(Records begins)

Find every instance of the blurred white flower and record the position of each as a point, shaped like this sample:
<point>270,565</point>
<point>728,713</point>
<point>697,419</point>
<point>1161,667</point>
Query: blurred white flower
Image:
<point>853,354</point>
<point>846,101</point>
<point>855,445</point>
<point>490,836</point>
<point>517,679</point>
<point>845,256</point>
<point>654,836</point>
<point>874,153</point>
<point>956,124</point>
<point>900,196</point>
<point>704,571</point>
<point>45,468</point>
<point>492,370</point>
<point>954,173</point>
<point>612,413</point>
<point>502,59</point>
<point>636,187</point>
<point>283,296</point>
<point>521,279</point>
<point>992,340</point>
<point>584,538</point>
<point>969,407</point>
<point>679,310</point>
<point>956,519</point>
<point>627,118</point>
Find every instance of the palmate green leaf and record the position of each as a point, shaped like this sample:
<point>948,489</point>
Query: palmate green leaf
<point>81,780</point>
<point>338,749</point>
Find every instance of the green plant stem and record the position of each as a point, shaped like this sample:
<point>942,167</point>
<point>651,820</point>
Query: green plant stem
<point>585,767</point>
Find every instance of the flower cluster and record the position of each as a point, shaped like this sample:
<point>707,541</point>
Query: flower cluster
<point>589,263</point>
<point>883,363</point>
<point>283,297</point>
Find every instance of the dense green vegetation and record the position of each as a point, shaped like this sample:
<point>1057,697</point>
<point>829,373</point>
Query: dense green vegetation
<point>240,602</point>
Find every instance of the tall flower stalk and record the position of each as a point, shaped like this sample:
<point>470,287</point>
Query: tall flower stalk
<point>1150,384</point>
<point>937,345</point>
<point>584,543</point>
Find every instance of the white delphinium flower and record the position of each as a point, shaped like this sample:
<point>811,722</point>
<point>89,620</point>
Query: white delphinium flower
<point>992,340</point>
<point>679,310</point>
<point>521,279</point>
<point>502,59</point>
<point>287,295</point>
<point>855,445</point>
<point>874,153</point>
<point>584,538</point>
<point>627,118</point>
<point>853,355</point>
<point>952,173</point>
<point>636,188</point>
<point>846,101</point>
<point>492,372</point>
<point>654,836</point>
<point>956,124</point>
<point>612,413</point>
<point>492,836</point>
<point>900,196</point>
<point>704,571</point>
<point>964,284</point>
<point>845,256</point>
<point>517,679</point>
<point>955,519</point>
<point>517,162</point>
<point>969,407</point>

(Records ends)

Exercise objective: Write the records out again. Each one must match exactly.

Answer for the task:
Find every instance of the blurred white flower and record the position of each as a point, shaped like this sample:
<point>270,565</point>
<point>728,713</point>
<point>697,419</point>
<point>1161,667</point>
Query: blurred white flower
Image:
<point>853,354</point>
<point>846,101</point>
<point>855,445</point>
<point>490,836</point>
<point>517,679</point>
<point>845,256</point>
<point>654,836</point>
<point>874,153</point>
<point>956,124</point>
<point>900,196</point>
<point>704,571</point>
<point>45,468</point>
<point>492,370</point>
<point>954,173</point>
<point>612,413</point>
<point>502,59</point>
<point>636,187</point>
<point>283,296</point>
<point>521,279</point>
<point>992,340</point>
<point>584,538</point>
<point>969,407</point>
<point>679,310</point>
<point>956,519</point>
<point>627,118</point>
Find every instance of the palmate green leaf and record the position of each as a point, shaped like this sample:
<point>948,489</point>
Query: palmate green leaf
<point>81,780</point>
<point>338,749</point>
Find every instance of the green plant stem and record the position of each as a point, shaped like this sample:
<point>942,167</point>
<point>651,820</point>
Query: green plant stem
<point>585,767</point>
Find every instance of the flower cluster and record the position of each as a point, shaped like this sample:
<point>707,541</point>
Query: flower cluster
<point>589,263</point>
<point>883,363</point>
<point>283,297</point>
Find every instance of the dense green vegetation and record the position of each as a point, shaped like this sample:
<point>1057,697</point>
<point>829,373</point>
Query: dense green vegetation
<point>240,602</point>
Find every instance of the tall flower stalk and record the position of each as a point, shaped like this sample:
<point>470,287</point>
Query: tall flower stalk
<point>1150,384</point>
<point>937,345</point>
<point>584,543</point>
Find every instance of the white delphinium flower and record the position of each as a point, shaped like this sample:
<point>811,722</point>
<point>89,620</point>
Query: white delphinium flower
<point>992,340</point>
<point>679,310</point>
<point>521,279</point>
<point>502,59</point>
<point>287,295</point>
<point>855,445</point>
<point>874,153</point>
<point>584,538</point>
<point>627,118</point>
<point>853,355</point>
<point>952,173</point>
<point>636,188</point>
<point>846,101</point>
<point>492,372</point>
<point>654,836</point>
<point>956,124</point>
<point>612,413</point>
<point>492,836</point>
<point>900,196</point>
<point>704,571</point>
<point>964,284</point>
<point>845,256</point>
<point>517,679</point>
<point>955,519</point>
<point>517,162</point>
<point>969,407</point>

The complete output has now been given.